__Materials provided__
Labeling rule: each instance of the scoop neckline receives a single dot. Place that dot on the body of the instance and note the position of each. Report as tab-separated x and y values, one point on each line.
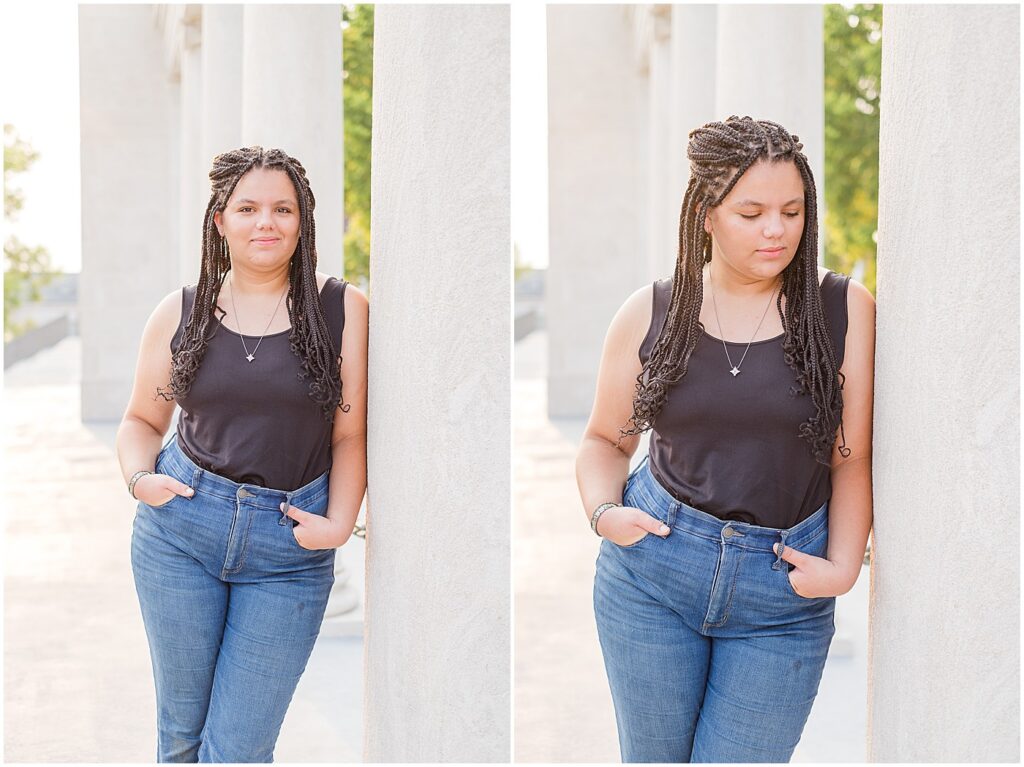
---
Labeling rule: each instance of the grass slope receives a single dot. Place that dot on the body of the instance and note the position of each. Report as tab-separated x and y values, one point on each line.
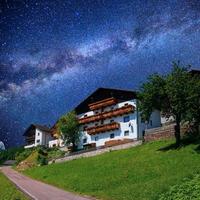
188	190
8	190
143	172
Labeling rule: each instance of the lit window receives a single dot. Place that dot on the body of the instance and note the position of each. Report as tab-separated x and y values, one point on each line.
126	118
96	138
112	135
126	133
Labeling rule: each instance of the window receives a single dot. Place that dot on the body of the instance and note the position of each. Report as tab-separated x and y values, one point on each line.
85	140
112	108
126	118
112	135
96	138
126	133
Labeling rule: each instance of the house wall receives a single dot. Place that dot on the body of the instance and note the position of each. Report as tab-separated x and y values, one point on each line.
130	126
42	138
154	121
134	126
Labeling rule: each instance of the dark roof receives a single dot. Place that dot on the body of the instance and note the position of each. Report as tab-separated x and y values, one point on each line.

__What the task asks__
Repeat the lines of the records above word for word, beginning at the line that has "Labeling rule: each instance of the lit" and stopping after the line that has "Labeling rule: each instance of the dark".

__In response__
Labeling rule: each instance of the lit window receives a single dot. Place that dot on the body of the instance and note the position of each. Report as tab-separated x and y values, one point on each line.
126	118
96	138
112	135
126	133
Labeling rule: each instance of the window receives a single dot. Place that dot on the body of the instance and note the position of each. Report as tab-separated x and y values, one point on each line.
85	140
112	108
126	118
112	135
96	138
126	133
Labeling rule: each instance of the house wall receives a single dot. Place that dot on the body of the instance and note the position of each. Report as tab-separated x and y values, one point on each line.
130	126
42	138
154	121
134	126
Labeling rule: each instance of the dark roof receives a single dot. Place that dot on the body of the instance and note the position of each. Report as tab-separated x and y values, one point on each line.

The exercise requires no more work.